• **QUESTIONS**
[A] Reproduce the portion of the passage on sexual abuse between "70 percent of" and "and spiritual abuse.", inclusive.
[B] According to the passage on sexual abuse, what percentage of child victims in 2005 were male?

• **SELECTED EXTRACT**

╭──

70 percent of abused children turn into abusive adults, stated Save the Children, an international non-governmental organization that promotes children’s rights, provides relief and helps support children in developing countries.

“There is help, there is healing, there is hope,” David stated as he was recalling his experience as a child (David’s Story). By its very nature, sexual abuse also entails physical, psychological, emotional, and spiritual abuse.

He continued saying that “these later forms of abuse from my parents continued into my adulthood. Like all children, I sought a bond with my parents; a bond of love, trust, safety, and nurturing support.  Instead of that bond, what I received was bondage.”

“At least 10% of men in our country have suffered from trauma as a result of sexual assault.” Like women, men who experience sexual assault may suffer from depression, PTSD, and other emotional problems as a result. “However, because men and women have different life experiences due to their different gender roles, emotional symptoms following trauma can look different in men than they do in women.” (PTSD Sexual Trauma)

There is no prescribed way of how people are affected by sexual abuse or sexual assault; everyone is different. According to the Living Well website, people who have been prone to live an abusive life have had a history of alcohol or other drugs, flashbacks, invasive thoughts, depression, mood swings, mental health difficulties, self blame, humiliation, causing them to be abusive towards loved ones (Living Well).

There are numerous incidents of male rape all over the world. Men undergo as much trauma and emotional suffering as women do. Men are entitled to guard their honor as much as women are. Yet, male rape is not taken as seriously as female rape. Worst of all, male rape victims are humiliated and their “manliness” is questioned.

Boys and girls are equally likely to suffer maltreatment. In 2005, 47.3 percent of child victims were male, and 50.7 percent were female (American Humane).

╰──

• **DATA TO EXAMINE**
╭──

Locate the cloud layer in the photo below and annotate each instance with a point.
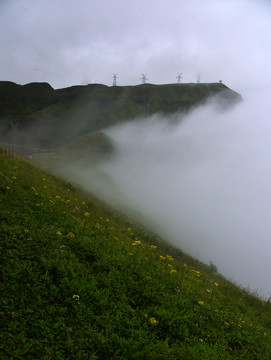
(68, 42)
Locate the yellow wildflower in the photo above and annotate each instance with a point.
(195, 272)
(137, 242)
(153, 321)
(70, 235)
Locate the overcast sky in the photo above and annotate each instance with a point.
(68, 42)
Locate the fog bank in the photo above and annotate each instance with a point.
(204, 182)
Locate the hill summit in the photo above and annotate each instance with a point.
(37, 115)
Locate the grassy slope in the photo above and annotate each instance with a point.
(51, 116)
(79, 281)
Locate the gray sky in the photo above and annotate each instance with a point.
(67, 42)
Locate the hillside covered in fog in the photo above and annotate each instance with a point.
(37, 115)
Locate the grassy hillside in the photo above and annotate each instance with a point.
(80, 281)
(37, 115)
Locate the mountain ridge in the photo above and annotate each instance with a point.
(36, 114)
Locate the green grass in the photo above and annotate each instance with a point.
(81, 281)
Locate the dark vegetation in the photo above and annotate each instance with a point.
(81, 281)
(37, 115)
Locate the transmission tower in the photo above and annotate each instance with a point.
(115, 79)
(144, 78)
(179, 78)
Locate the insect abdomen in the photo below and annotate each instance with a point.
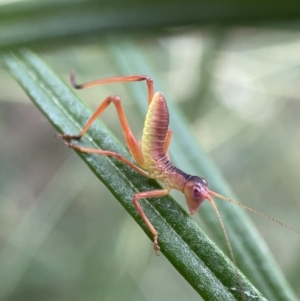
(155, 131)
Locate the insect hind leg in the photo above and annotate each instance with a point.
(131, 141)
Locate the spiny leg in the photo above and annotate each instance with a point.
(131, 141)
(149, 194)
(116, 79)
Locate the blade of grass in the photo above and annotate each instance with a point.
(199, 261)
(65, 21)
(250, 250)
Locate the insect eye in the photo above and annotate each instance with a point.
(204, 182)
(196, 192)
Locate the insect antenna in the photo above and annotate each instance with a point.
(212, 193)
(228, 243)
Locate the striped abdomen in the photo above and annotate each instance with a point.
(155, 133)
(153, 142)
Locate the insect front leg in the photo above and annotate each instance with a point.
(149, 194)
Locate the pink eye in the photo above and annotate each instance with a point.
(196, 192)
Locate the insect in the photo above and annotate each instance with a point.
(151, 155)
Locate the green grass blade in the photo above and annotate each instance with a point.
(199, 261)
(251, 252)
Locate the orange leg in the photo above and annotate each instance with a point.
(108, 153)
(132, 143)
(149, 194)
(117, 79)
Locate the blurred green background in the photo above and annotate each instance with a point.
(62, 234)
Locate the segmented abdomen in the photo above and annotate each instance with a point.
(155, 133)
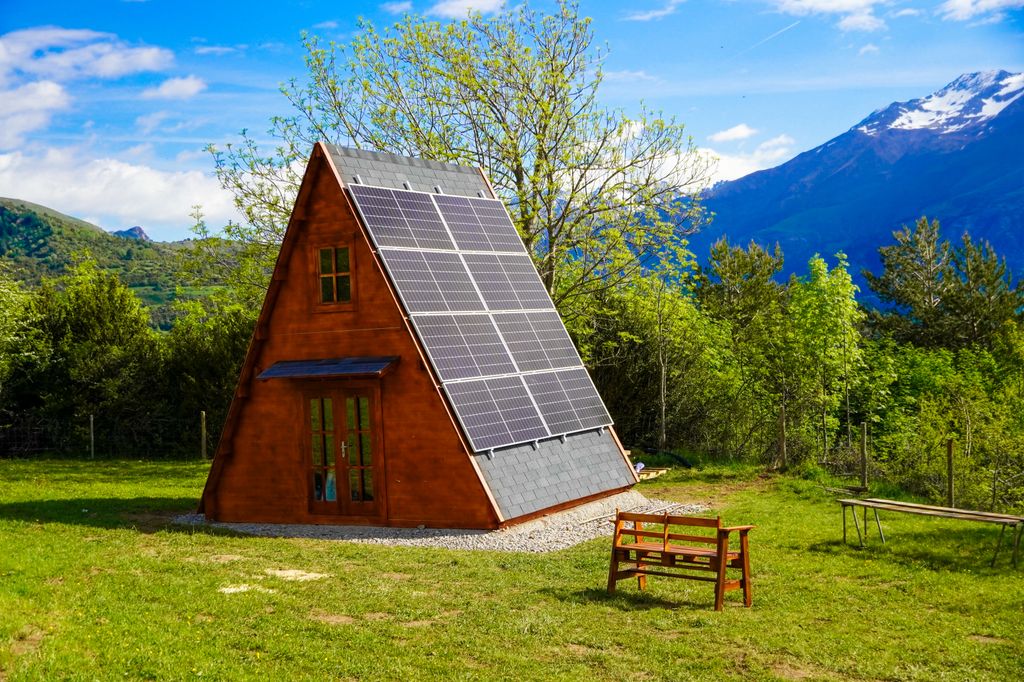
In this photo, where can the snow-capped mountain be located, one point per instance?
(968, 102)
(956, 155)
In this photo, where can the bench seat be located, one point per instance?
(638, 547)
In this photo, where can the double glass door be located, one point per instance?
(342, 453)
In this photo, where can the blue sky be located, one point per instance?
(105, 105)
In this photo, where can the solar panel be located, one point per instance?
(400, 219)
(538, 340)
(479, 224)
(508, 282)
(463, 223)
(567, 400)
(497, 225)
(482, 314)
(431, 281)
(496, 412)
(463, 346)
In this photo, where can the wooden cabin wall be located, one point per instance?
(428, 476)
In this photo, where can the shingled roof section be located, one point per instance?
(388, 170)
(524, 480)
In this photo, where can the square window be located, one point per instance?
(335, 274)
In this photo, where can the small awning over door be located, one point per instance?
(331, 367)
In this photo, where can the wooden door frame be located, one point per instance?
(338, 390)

╰──
╭──

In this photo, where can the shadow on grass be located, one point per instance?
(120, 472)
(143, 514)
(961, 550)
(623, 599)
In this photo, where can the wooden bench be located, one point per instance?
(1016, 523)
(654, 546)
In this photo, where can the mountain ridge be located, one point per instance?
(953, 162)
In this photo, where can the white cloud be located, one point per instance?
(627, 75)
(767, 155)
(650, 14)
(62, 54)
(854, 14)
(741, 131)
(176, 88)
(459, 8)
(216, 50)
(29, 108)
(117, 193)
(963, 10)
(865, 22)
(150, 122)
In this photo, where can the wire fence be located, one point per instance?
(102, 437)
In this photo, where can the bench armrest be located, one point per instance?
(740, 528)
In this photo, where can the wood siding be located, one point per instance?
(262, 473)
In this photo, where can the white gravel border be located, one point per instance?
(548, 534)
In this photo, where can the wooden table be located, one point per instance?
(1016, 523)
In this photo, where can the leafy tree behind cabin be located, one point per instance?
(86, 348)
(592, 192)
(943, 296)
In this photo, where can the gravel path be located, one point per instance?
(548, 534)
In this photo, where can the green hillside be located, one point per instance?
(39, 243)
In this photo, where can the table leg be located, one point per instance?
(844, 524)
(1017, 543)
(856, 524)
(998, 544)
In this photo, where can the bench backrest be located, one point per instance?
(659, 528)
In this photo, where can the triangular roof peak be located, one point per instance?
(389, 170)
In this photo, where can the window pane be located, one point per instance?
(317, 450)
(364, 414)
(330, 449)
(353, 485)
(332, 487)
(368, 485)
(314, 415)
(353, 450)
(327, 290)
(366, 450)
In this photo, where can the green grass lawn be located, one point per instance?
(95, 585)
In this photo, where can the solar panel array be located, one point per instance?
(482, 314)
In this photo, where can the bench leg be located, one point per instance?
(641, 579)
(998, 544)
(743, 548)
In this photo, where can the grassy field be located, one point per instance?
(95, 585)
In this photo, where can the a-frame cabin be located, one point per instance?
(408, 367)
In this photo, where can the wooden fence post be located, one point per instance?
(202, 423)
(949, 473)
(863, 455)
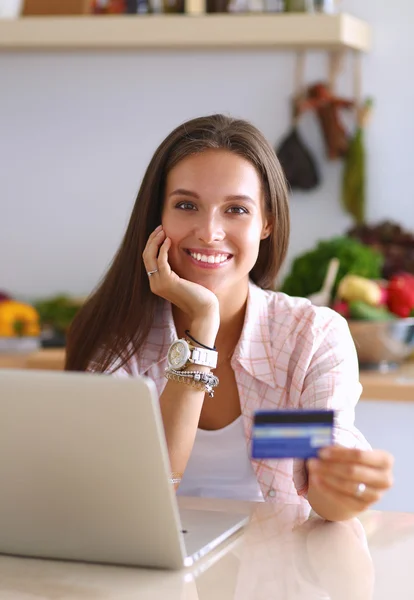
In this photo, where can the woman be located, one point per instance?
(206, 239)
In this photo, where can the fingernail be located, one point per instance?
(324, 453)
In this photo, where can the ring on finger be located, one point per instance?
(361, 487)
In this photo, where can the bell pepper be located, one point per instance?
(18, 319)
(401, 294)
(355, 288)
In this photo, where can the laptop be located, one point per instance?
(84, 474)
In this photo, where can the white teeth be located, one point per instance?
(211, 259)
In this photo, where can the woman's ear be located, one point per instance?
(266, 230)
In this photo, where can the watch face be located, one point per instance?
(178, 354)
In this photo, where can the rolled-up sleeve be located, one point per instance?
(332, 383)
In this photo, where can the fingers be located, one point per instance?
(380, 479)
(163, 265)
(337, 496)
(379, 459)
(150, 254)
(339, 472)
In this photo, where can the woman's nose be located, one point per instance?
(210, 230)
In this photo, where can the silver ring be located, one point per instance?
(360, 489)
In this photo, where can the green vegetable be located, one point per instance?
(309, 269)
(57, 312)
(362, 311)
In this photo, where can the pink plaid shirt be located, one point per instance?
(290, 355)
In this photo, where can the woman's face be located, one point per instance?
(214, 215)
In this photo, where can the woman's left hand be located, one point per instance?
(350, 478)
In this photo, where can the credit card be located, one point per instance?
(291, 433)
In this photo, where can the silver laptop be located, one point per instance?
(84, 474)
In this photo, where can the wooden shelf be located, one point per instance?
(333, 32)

╰──
╭──

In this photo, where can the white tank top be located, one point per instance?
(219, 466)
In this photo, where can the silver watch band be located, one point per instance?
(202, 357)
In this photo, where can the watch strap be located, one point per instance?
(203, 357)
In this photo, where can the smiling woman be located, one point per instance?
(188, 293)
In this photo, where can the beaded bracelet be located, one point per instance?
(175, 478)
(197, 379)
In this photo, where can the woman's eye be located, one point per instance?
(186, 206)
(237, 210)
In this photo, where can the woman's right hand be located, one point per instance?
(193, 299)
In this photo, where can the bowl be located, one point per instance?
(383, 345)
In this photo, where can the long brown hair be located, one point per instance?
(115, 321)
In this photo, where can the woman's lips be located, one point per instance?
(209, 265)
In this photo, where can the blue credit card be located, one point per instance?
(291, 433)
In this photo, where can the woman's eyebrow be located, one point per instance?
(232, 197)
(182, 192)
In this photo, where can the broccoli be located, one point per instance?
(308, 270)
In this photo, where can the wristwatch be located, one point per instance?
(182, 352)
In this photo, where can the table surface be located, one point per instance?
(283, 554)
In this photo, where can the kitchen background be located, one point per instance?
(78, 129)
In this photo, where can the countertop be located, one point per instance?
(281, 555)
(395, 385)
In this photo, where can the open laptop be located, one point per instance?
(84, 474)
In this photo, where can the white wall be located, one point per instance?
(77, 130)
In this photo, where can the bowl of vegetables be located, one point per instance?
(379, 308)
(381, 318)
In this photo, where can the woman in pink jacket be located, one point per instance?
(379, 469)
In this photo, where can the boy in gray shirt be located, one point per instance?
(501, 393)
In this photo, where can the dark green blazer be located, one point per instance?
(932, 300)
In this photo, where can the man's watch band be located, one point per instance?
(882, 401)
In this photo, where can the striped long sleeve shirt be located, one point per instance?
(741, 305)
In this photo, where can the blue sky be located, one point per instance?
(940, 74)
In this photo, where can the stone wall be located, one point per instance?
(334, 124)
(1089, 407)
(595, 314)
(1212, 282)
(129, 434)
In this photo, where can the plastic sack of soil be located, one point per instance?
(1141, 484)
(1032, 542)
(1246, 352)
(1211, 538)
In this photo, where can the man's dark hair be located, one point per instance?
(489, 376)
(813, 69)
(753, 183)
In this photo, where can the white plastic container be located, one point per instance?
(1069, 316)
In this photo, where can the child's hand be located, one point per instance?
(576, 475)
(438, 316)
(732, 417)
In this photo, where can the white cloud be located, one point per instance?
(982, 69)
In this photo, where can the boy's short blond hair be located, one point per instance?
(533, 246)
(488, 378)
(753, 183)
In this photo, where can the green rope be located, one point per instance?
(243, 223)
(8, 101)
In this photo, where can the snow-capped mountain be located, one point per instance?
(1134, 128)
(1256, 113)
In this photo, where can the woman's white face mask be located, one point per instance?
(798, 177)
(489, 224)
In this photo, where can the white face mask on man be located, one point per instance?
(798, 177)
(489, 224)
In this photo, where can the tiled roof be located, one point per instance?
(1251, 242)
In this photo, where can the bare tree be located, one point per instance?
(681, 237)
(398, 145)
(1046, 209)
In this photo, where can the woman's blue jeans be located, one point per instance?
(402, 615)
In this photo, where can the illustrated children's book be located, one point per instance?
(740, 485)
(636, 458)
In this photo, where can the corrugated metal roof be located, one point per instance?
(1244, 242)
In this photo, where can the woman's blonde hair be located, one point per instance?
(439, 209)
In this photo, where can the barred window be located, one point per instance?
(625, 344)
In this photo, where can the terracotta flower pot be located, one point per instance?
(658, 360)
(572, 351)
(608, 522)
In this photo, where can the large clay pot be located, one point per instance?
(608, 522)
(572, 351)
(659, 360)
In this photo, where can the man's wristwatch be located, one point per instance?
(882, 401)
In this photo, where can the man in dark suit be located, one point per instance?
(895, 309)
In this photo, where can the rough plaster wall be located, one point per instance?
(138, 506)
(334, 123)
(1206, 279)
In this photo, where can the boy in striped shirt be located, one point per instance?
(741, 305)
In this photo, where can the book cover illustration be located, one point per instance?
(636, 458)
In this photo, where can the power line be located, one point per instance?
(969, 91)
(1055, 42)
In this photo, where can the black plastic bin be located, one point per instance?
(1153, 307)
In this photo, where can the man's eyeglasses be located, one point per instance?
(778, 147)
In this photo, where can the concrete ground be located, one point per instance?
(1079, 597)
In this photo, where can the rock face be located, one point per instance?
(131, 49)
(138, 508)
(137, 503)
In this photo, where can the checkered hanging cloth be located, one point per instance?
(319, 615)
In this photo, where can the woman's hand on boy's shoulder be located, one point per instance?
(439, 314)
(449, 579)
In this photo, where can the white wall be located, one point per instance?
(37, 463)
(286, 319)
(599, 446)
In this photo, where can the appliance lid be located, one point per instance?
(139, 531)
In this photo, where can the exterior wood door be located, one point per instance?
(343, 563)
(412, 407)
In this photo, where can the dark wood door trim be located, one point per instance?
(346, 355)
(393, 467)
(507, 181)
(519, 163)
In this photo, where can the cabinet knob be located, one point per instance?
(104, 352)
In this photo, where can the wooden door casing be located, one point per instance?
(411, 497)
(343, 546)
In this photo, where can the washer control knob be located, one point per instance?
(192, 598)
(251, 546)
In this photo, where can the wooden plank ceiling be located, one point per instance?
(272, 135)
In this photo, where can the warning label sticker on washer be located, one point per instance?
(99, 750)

╰──

• **YOUR WRITTEN ANSWERS**
[A]
70 percent of abused children turn into abusive adults, stated Save the Children, an international non-governmental organization that promotes children’s rights, provides relief and helps support children in developing countries.

“There is help, there is healing, there is hope,” David stated as he was recalling his experience as a child (David’s Story). By its very nature, sexual abuse also entails physical, psychological, emotional, and spiritual abuse.

[B] 47.3 percent